§ Goal:
How many lines in the records below contain the string "segment"? Reply with the number only.

§ Available data:
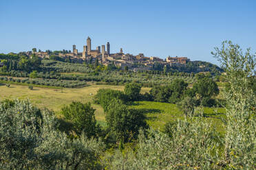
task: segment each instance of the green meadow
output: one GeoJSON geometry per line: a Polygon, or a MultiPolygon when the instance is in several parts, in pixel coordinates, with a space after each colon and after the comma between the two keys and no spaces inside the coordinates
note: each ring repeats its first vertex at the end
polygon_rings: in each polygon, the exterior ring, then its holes
{"type": "MultiPolygon", "coordinates": [[[[63,118],[60,114],[61,108],[78,101],[83,103],[93,101],[94,95],[100,88],[111,88],[123,90],[123,86],[91,85],[81,88],[53,88],[34,87],[32,90],[28,86],[11,84],[7,87],[0,84],[0,99],[29,99],[39,108],[47,108],[55,112],[58,118],[63,118]]],[[[142,88],[141,93],[149,92],[149,88],[142,88]]],[[[105,124],[105,114],[100,106],[92,104],[96,109],[95,116],[101,125],[105,124]]],[[[164,130],[164,124],[168,121],[174,121],[184,117],[175,104],[156,101],[135,101],[129,107],[143,112],[147,117],[147,123],[154,129],[164,130]]],[[[204,108],[204,117],[206,121],[211,121],[219,131],[222,132],[223,119],[225,119],[224,108],[204,108]]]]}

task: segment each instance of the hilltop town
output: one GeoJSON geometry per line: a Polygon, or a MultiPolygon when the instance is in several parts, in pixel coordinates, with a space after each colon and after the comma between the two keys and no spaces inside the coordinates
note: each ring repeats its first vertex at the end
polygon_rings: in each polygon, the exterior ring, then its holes
{"type": "MultiPolygon", "coordinates": [[[[118,53],[111,53],[110,52],[110,43],[107,42],[106,47],[105,45],[97,46],[96,49],[92,49],[92,40],[88,36],[86,41],[87,45],[83,46],[83,52],[78,52],[76,45],[73,45],[73,51],[58,51],[54,53],[54,55],[63,58],[70,58],[74,60],[84,61],[89,63],[95,63],[98,62],[103,65],[109,65],[114,64],[116,66],[122,68],[127,66],[128,68],[136,67],[138,69],[151,69],[153,67],[154,64],[158,63],[162,66],[182,66],[186,65],[190,61],[186,57],[167,57],[165,60],[158,57],[147,57],[143,53],[139,53],[134,56],[129,53],[125,53],[121,48],[118,53]]],[[[41,51],[34,50],[28,51],[28,56],[34,53],[42,58],[49,58],[51,55],[51,51],[41,51]]]]}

§ Exercise response:
2